● **Work to do**
Reproduce every line of the data below verbatim, without altering any character.

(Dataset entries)
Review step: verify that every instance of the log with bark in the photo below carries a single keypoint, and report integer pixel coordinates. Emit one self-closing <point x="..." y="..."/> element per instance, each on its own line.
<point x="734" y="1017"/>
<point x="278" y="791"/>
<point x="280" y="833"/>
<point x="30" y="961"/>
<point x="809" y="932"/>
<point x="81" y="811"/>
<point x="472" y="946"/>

● **Finished answer**
Review step: verify that every instance of the log with bark in the photo below carries a single keypoint, and report integer pixel coordinates. Emit one self-closing <point x="..." y="..."/> element per instance, each on its own line.
<point x="734" y="1017"/>
<point x="278" y="791"/>
<point x="280" y="833"/>
<point x="30" y="961"/>
<point x="809" y="932"/>
<point x="81" y="811"/>
<point x="472" y="946"/>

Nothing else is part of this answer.